HOW TO COMPLETE THIS TASK:
For the entries below, the expected answer is the line with "of the balcony", the line with "[[136, 29], [435, 382]]", and every line between them, exactly as written, and nothing more.

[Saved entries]
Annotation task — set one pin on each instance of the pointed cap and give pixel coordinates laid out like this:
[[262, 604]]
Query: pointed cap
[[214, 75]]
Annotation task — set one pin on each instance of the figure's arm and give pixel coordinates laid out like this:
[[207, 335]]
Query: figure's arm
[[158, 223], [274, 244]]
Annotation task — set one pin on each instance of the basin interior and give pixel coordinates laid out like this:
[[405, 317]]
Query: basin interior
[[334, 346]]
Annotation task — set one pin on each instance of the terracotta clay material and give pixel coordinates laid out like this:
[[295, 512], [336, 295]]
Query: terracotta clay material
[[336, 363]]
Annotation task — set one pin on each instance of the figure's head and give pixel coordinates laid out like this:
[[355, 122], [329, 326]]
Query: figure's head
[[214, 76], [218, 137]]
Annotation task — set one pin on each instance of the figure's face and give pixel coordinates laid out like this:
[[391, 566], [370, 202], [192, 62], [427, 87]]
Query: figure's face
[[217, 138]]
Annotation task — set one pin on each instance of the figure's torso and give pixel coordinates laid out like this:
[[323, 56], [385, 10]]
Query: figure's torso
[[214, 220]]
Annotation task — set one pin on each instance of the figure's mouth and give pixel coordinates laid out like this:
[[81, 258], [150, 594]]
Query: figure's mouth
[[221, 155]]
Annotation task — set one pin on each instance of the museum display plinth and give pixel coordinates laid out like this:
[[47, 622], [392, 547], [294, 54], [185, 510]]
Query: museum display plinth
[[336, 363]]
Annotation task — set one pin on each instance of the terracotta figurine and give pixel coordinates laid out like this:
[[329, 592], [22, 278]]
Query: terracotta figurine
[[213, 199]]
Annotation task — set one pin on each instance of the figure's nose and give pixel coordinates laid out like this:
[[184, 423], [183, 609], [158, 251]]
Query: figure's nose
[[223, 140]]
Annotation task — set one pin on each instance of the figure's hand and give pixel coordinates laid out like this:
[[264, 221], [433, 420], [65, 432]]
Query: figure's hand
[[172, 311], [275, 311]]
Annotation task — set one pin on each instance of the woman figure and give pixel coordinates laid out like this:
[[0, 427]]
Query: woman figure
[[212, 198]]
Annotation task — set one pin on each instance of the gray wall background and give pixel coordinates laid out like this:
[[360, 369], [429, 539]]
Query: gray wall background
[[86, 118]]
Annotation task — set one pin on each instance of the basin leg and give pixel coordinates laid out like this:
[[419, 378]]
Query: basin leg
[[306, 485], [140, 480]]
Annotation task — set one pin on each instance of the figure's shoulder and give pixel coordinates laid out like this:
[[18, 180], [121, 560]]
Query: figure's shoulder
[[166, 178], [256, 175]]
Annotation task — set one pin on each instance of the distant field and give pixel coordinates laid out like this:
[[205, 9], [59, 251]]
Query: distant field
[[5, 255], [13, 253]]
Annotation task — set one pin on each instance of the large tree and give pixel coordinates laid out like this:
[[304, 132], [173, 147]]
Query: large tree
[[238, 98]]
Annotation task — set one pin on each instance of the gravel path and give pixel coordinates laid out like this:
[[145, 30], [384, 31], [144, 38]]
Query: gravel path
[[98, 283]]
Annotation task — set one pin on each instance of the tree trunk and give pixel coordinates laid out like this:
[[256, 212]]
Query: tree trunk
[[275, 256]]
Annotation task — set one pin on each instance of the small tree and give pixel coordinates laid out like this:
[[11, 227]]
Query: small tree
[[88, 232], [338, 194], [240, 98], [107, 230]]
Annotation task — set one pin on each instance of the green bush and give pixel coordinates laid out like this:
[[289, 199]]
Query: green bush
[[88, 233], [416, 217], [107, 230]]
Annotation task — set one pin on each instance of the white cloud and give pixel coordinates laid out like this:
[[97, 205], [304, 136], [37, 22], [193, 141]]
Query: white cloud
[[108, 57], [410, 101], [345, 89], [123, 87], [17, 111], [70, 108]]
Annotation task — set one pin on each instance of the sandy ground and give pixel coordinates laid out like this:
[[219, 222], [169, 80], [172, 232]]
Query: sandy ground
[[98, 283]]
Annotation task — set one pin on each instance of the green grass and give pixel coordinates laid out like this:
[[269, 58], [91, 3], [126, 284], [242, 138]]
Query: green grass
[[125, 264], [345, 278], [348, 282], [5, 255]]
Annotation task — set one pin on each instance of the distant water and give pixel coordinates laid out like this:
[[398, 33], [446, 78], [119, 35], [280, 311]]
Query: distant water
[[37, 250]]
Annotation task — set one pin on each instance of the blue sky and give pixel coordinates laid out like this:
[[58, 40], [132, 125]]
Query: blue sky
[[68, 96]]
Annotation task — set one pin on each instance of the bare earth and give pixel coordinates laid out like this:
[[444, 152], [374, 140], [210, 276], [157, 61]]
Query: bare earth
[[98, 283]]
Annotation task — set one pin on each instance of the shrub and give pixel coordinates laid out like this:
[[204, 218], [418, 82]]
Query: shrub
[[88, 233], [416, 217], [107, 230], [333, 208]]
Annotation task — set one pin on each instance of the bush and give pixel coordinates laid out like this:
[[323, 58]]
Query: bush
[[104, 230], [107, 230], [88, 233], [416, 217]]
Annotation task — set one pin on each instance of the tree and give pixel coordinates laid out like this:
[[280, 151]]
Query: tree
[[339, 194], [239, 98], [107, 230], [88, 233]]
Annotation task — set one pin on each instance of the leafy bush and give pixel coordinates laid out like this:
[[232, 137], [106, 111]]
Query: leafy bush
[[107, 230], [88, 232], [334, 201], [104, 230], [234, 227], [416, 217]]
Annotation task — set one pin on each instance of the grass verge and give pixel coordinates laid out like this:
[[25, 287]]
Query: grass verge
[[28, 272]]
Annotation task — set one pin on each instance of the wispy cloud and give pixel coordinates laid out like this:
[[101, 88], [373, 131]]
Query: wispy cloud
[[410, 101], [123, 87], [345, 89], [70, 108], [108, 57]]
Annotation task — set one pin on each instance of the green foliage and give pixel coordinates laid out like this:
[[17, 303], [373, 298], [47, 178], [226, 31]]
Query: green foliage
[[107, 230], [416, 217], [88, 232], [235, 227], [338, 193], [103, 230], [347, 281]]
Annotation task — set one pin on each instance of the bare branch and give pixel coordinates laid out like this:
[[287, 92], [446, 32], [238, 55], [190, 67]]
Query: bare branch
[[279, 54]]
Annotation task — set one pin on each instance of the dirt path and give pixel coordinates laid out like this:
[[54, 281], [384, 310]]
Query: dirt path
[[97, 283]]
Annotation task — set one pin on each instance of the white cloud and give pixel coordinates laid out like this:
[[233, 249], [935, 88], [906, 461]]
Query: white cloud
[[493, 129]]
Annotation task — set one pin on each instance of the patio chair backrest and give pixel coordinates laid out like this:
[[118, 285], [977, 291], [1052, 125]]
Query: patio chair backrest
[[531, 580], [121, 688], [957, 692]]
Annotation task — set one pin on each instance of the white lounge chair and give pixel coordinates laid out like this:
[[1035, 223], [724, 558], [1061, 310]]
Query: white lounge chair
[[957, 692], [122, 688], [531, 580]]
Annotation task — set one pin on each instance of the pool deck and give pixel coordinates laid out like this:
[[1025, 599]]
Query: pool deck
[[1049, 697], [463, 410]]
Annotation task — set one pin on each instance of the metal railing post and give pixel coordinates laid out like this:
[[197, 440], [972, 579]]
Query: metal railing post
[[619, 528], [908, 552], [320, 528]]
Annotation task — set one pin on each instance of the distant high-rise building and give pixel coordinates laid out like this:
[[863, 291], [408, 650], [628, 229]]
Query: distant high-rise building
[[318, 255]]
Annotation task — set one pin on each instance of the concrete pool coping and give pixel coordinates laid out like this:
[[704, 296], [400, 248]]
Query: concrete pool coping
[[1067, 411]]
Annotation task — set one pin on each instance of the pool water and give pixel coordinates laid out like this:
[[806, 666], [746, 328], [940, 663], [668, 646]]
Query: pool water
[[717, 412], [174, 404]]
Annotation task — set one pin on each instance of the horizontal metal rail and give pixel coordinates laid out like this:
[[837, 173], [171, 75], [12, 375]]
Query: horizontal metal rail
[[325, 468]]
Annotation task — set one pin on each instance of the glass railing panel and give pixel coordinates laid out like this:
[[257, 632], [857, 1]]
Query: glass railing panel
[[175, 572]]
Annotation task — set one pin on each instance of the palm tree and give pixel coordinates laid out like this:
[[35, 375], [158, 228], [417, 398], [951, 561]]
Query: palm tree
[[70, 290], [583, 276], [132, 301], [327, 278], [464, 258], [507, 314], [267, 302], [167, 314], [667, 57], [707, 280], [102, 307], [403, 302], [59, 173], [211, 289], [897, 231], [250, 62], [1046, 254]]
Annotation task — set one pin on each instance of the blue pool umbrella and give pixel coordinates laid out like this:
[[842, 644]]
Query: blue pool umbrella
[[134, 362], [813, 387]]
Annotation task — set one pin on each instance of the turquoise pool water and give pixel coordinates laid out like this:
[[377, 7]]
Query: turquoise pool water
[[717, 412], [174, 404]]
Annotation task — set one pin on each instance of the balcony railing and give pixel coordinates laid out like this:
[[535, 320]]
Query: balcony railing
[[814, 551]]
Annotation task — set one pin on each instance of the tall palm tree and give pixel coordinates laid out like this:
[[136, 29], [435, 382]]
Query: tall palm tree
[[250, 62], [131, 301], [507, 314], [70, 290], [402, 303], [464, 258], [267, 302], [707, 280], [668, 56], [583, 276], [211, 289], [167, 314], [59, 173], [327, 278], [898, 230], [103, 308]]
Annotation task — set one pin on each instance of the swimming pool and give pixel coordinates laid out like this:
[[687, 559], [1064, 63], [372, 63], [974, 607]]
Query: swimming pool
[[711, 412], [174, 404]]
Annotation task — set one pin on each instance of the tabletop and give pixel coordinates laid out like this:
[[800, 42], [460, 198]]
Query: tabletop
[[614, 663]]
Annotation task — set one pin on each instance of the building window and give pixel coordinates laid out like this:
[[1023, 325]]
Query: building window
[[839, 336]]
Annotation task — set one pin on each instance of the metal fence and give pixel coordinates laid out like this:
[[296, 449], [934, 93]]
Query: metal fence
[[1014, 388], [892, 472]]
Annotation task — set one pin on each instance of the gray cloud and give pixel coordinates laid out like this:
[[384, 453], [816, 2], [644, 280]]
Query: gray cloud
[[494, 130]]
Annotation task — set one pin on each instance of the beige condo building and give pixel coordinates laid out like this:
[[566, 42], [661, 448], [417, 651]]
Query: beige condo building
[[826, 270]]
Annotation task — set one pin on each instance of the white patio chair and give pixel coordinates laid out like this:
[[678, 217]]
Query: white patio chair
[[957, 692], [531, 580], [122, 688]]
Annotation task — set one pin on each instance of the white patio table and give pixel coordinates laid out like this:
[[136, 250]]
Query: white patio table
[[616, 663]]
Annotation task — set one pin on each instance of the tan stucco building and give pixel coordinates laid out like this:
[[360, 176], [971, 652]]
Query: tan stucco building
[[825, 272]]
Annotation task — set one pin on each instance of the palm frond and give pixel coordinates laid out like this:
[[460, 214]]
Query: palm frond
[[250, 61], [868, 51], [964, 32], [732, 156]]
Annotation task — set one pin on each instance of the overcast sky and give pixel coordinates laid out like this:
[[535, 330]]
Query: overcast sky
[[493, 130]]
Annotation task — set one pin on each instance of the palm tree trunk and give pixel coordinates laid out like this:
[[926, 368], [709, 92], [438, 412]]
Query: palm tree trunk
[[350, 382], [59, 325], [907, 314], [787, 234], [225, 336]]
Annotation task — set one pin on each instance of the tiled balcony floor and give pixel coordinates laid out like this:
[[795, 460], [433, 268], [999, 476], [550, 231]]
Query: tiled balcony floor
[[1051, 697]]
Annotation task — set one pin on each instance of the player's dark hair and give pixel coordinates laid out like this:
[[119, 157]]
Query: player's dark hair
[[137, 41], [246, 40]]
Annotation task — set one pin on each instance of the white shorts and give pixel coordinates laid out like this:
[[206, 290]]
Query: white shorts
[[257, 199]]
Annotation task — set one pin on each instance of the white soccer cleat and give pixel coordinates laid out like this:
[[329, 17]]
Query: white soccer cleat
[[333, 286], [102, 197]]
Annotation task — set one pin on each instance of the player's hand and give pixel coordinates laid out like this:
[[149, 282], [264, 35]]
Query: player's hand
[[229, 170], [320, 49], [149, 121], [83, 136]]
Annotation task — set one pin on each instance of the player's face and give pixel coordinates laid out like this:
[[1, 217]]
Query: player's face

ANSWER TO THIS EXERCISE:
Annotation task — set one pin on each instance of the balcony railing and give pixel coordinates laid out like this:
[[535, 320]]
Query: balcony railing
[[814, 551]]
Annotation task — set one pin on each instance of the tall palm tree and give pixel coordinates laid out like this:
[[136, 29], [435, 382]]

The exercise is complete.